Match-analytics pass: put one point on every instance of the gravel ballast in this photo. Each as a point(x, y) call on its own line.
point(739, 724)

---

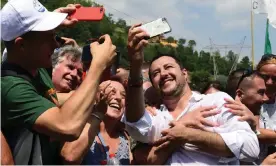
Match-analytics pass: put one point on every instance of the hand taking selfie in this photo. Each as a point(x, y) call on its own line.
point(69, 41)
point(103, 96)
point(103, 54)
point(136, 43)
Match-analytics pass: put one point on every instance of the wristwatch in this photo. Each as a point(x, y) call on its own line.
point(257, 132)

_WHAT THE EXERCISE ASKS_
Please write out the lines from the line with "of the gravel" up to and including the line with "point(739, 724)", keeping every character unchanged.

_WRITTEN ANSWER_
Match-analytics pass: put one point on every instance of the gravel ballast in this photo. Each as a point(x, y) call on its own line.
point(739, 724)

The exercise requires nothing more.